┌──

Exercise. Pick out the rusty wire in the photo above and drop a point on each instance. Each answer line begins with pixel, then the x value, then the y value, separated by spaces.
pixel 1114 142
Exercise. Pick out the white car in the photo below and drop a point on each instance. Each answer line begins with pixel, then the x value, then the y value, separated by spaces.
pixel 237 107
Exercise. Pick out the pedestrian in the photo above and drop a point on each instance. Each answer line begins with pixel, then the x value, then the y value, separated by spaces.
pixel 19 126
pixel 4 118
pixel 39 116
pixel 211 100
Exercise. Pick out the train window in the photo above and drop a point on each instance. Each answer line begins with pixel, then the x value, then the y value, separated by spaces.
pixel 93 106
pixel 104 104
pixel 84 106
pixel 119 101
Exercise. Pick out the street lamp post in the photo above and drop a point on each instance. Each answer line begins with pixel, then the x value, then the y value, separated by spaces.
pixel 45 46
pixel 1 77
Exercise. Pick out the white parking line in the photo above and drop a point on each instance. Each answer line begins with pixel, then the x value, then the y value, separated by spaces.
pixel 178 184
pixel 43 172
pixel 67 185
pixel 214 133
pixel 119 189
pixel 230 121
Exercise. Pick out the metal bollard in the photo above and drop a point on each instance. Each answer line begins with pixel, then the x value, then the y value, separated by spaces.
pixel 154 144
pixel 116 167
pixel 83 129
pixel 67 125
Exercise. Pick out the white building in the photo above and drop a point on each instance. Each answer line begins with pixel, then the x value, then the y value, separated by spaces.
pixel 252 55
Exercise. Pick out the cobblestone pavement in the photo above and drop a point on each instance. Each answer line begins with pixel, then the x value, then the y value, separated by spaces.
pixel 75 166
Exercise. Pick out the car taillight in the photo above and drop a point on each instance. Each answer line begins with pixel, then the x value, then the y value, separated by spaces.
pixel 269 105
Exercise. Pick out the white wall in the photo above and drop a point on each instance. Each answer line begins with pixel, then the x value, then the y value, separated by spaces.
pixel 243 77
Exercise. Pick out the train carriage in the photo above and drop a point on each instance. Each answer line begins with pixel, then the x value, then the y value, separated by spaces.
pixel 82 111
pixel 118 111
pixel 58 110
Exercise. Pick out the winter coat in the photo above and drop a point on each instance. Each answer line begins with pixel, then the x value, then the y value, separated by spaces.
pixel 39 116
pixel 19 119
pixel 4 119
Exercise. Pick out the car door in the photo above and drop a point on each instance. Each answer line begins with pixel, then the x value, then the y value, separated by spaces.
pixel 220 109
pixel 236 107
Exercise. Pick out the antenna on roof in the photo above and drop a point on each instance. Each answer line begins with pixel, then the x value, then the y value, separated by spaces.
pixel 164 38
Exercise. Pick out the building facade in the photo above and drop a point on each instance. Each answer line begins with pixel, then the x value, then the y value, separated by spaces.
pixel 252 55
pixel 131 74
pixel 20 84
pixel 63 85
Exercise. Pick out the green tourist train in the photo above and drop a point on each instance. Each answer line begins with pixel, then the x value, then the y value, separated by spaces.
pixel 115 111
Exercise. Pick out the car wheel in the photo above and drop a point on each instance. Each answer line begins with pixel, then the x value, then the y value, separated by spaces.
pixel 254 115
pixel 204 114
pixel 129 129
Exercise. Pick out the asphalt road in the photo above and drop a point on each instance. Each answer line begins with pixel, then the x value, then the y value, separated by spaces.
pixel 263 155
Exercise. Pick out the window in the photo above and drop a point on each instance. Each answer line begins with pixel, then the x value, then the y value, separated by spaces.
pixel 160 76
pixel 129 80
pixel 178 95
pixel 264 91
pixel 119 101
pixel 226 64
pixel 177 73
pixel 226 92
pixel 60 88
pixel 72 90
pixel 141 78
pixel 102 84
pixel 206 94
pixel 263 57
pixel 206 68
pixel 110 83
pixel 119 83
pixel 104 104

└──

→ Requirement:
Extract all of the data shown above and repeat it verbatim.

→ Exercise response:
Exercise. Pick out the rusty wire in the photo above and drop a point on each instance. Each answer line begins with pixel, then the x value, then the y value, separated by spaces.
pixel 1114 142
Exercise. Pick out the white car in the photo below and drop a point on each instance. Each answer line begins with pixel, then the x value, then the y value, separated by spaces.
pixel 237 107
Exercise. Pick out the pedestrian in the photo above and drop a point on each instance. Each answer line begins with pixel, then the x value, then the y value, separated by spaces.
pixel 19 126
pixel 4 118
pixel 39 116
pixel 211 100
Exercise. Pick out the train window in the photo above and drop a point on each instance. Each answer line begins with pixel, then the x value, then the y value, separated by spaces.
pixel 93 106
pixel 104 104
pixel 84 106
pixel 119 101
Exercise. Pick out the street lamp post in the photo above and drop a point on each instance. Each answer line begins with pixel, then the x value, then the y value, separated by spaces.
pixel 45 46
pixel 1 77
Exercise. Pick out the white parking line in the photo above and drop a point on each instance. Each answer line begins with pixel, then the x value, then the y value, separated by spaces.
pixel 178 184
pixel 43 172
pixel 67 185
pixel 214 133
pixel 119 189
pixel 230 121
Exercise. Pick out the metal bollard in the photo above and drop a point on each instance. Each answer line begins with pixel, then the x value, then the y value, separated by spaces.
pixel 154 144
pixel 116 167
pixel 83 129
pixel 67 125
Exercise. Pick out the white building in the photo above and drop a point on each instance. Each answer line begins with pixel, then the x value, then the y value, separated by spaces.
pixel 252 55
Exercise. Pick out the cobblestone pavement in the photo above and drop a point on each instance. Each answer line begins with pixel, then the x value, then the y value, separated by spaces.
pixel 75 166
Exercise. Pick out the car taillight in the photo above and drop a point on each instance. Each answer line begins with pixel, then the x value, then the y value, separated by spaces.
pixel 269 105
Exercise. Pick out the white wall in the photo above and drop a point on each instance. Each answer line begins with pixel, then the x value, then the y value, separated by spaces.
pixel 243 77
Exercise. Pick out the train carriage in the photo above and drop a point on each instance. Each answer line begins with pixel, then the x value, then the y value, separated by spaces.
pixel 82 111
pixel 118 111
pixel 58 110
Exercise. Pick out the winter coat in the photo above and drop a point on each instance. Each answer line begins with pixel, then the x value, then the y value, separated by spaces.
pixel 39 116
pixel 19 119
pixel 4 119
Exercise. Pick out the car door in the photo above and drop a point on each instance. Each answer line begins with pixel, then the x value, then the y value, separated by spaces.
pixel 220 109
pixel 236 107
Exercise. Pick out the antenna on roof in the photo above and drop a point on each instance. Each answer line begins with pixel, then the x value, then the y value, separated by spaces.
pixel 164 38
Exercise. Pick out the building facade in the photo above and drop a point on each instance. Each answer line begins with pixel, then the x value, then the y value, separated by spaces.
pixel 252 55
pixel 131 74
pixel 20 84
pixel 63 85
Exercise. Pick out the green tourist train in the photo above and drop a point on each instance. Each answer line begins with pixel, then the x value, then the y value, separated by spaces.
pixel 115 111
Exercise. Pick out the car wheel in the photo above and drop a point on each instance. Each answer line begins with pixel, then the x value, then the y value, separated by spaces.
pixel 254 115
pixel 204 114
pixel 129 129
Exercise. Pick out the asphalt road in the photo above and drop a point on each instance. Each answer line begins with pixel, then the x value, then the y value, separated by spaces.
pixel 263 155
Exercise. Pick out the window in the photo above and drop a point on each instance. Each answer line begins with pixel, then the x value, then the y value, separated by spaces.
pixel 160 76
pixel 129 80
pixel 178 95
pixel 264 91
pixel 119 101
pixel 226 64
pixel 177 73
pixel 226 92
pixel 60 88
pixel 72 90
pixel 141 78
pixel 102 84
pixel 206 94
pixel 263 57
pixel 206 68
pixel 110 83
pixel 119 83
pixel 104 104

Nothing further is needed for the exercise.